── Dataset content ──
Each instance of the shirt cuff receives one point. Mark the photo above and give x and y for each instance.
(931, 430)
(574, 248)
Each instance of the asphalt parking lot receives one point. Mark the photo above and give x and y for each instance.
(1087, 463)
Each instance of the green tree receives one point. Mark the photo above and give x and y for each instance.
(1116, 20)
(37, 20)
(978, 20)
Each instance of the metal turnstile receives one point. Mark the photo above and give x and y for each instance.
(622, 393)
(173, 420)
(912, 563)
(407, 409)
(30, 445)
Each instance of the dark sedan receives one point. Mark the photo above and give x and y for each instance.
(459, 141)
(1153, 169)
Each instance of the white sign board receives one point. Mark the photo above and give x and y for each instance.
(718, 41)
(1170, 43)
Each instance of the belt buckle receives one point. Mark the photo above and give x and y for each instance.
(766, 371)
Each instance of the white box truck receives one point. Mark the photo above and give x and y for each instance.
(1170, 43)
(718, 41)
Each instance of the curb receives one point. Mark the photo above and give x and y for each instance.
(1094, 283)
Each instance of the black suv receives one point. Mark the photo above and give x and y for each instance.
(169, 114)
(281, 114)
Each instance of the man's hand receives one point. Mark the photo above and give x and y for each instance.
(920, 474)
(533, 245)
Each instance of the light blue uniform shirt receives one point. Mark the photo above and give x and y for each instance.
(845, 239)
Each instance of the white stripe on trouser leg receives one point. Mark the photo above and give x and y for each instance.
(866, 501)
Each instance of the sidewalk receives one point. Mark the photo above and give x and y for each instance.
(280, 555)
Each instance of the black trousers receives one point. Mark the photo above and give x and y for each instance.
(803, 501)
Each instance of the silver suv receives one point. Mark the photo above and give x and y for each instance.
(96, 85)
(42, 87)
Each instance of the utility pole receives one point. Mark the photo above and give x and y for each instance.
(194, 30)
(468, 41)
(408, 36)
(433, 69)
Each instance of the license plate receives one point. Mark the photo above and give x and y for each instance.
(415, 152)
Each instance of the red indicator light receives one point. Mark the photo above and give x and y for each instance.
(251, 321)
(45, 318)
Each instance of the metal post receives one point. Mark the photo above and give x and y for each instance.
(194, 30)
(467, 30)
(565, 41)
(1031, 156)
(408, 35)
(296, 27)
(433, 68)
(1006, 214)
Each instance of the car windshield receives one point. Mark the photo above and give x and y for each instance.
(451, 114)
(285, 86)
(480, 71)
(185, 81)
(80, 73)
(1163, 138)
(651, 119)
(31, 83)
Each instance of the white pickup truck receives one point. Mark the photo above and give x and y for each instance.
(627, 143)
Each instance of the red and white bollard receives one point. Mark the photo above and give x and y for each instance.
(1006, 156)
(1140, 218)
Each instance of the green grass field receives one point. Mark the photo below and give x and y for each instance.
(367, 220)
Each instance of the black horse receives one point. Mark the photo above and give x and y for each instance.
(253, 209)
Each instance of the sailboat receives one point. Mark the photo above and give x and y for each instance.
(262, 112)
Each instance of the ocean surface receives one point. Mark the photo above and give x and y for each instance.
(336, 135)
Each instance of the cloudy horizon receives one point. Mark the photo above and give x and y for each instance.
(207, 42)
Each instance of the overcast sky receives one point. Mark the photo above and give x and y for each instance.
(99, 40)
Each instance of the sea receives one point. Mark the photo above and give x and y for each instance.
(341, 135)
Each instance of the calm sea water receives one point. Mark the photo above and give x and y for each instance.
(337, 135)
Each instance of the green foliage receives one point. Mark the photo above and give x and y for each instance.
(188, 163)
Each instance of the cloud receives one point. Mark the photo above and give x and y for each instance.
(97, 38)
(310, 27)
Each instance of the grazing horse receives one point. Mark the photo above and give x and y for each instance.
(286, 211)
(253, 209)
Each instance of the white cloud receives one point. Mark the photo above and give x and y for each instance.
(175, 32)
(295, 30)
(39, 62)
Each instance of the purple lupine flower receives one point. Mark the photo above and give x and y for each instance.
───
> _Requirement_
Output the data above exactly, please, line for line.

> _Task answer_
Each instance of the shirt cuff receives one point. Mark the photo above and give x and y for each instance.
(931, 430)
(574, 248)
Each instance of the asphalt parking lot receives one point. Mark the photo above and give x and y for each instance.
(1087, 463)
Each instance of the green tree receives one point. Mark the photo above and give x and y for each instance.
(1116, 20)
(37, 20)
(978, 20)
Each instance of the metal turnstile receives one point. Mark the photo above and give x and y for each instance.
(622, 393)
(173, 420)
(912, 563)
(407, 409)
(30, 445)
Each instance of the dark sedan receives one point. Mark the photo above and give x and y for each instance.
(459, 141)
(1153, 169)
Each instance of the white sign board receives one point. Mark the photo above and give x and y for each instance.
(718, 41)
(1170, 43)
Each instance of the belt buckle receives one point. Mark the photo above and give x and y for each instance.
(766, 371)
Each instance of the white box truck receives one point. Mark the photo above and give x and y for each instance.
(1170, 43)
(718, 41)
Each instance of the curb receives one point. Mark the photo above and give x and y for each instance.
(1094, 283)
Each instance of the black suv receives one point. Mark the photo above and give x and y for each instance.
(169, 114)
(281, 114)
Each instance of the man's hand receives one point. Mark the photo above and give x and y for each instance.
(920, 474)
(533, 245)
Each instance of the light blue uniform shirt receives one point. Mark the photo above and give x and y for each instance.
(845, 239)
Each instance of the white stripe on trouser leg receives one point. Mark the photo above and give x and y for each instance.
(866, 501)
Each instance of the sidewalk receives one point. Mark the photo above and give x and y for each instance.
(280, 555)
Each instance of the black trousers receives one point. Mark the photo above and give x and y for each instance.
(803, 501)
Each instance of the silver suv receives one point. Mark the photo above and give x and y for each instance.
(96, 85)
(42, 87)
Each instance of the utility pole receives one point. Mark the photo above and give x and y for each instance.
(194, 30)
(468, 41)
(408, 36)
(433, 69)
Each instance of the license plate receives one point. Mark the photo above and give x and y for each instance.
(415, 152)
Each instance of the red indicator light receives one point. Mark the photo above and give x and y for each instance.
(251, 321)
(45, 318)
Each instance of the metal post receives one point. Mark the photo above and give x and y for each instance.
(194, 30)
(467, 30)
(565, 41)
(1031, 156)
(408, 35)
(296, 27)
(433, 68)
(1006, 214)
Each instance of the car windshield receives one point. Mark the photo above and give x and y for each instance.
(451, 114)
(285, 86)
(480, 71)
(185, 81)
(80, 73)
(1163, 138)
(651, 119)
(31, 83)
Each instance of the white pickup truck receives one point. Mark the photo above and give x and y for each instance.
(627, 143)
Each instance of the red and white bollard receives one point. Mark the photo above and give x and y for each instance.
(1006, 156)
(1140, 218)
Each instance of the green grass field receives one point. Mark the photo below and give x and y for each instance.
(367, 220)
Each instance of the black horse receives one point. Mark the photo above and give x and y for each instance.
(253, 209)
Each instance of the sailboat receives one point. Mark the photo above and give x and y for each instance.
(262, 112)
Each instance of the ocean surface receives one point. Mark the photo above and give x and y for each instance.
(336, 135)
Each instance of the cloudy horizon receives one point. Mark the photo above and give x and y for each instance.
(207, 42)
Each instance of the overcast sky receives one point. Mark the photo above and give x and y for each instance.
(99, 40)
Each instance of the sea receives one point. Mark the photo above and give x and y for each instance.
(341, 135)
Each instance of the calm sea water receives one point. Mark the photo above and give x and y for each instance.
(337, 135)
Each instance of the green foliage receives one point. Mark the photo above and give x and y for each instance.
(188, 163)
Each instance of the cloud receives one point. Mark the photo above and give x and y for each instance.
(97, 38)
(310, 27)
Each instance of the grazing horse receives one point. Mark the photo above and give x and y for each instance.
(286, 211)
(253, 209)
Each instance of the white cloud receives one point. Mark the photo above and give x and y for each instance.
(175, 32)
(295, 30)
(39, 62)
Each instance of the purple lupine flower receives one point. Mark the photo above and give x and y for each instance.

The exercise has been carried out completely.